Extracted records
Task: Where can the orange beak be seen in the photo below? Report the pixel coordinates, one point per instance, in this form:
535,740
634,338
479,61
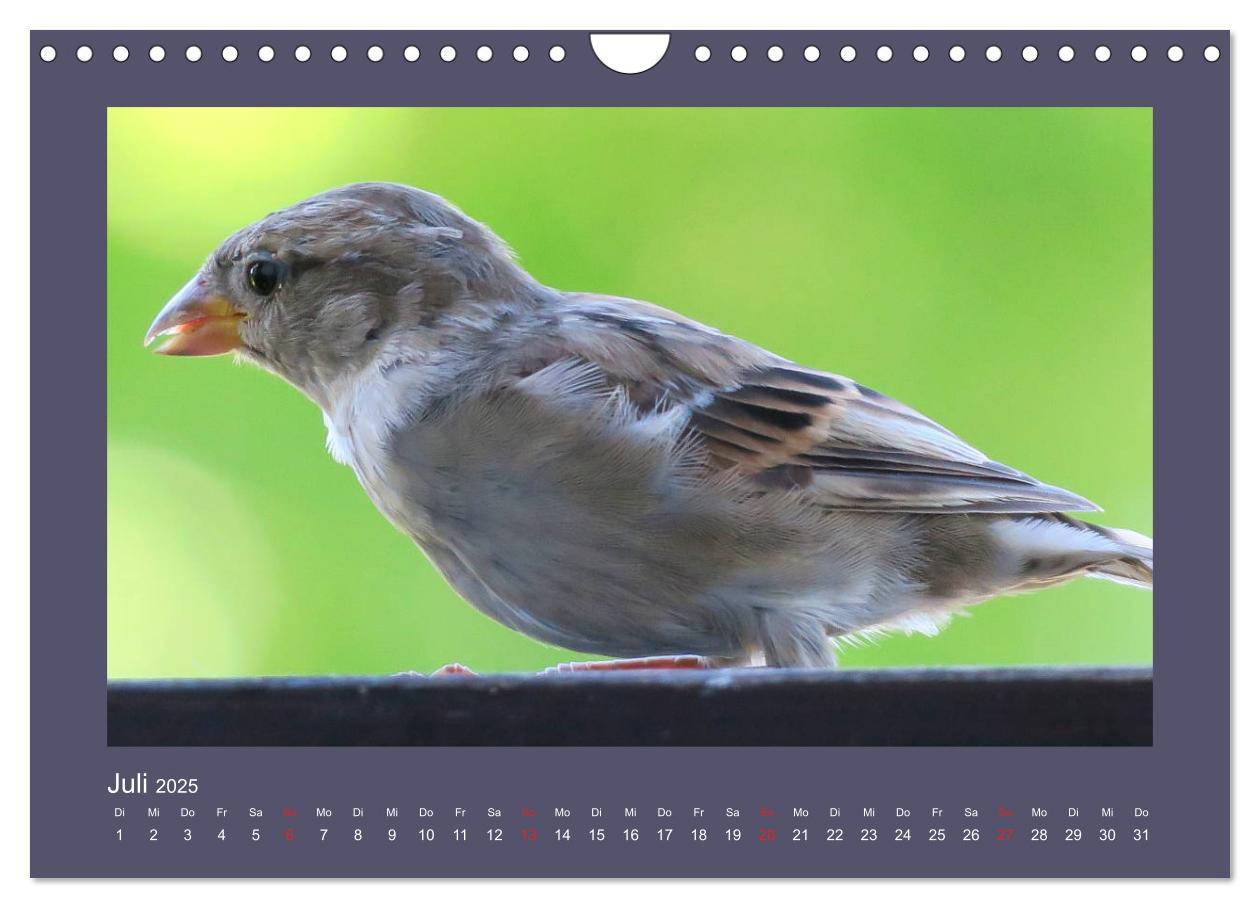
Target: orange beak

What you should do: Each record should be printed exactly as it appears, leaving the pictures out.

Task response:
Task: Where can the orange beak be seen in the photo below? Report the pixel coordinates, one point per instance, in this form:
535,740
634,338
479,61
Target: orange beak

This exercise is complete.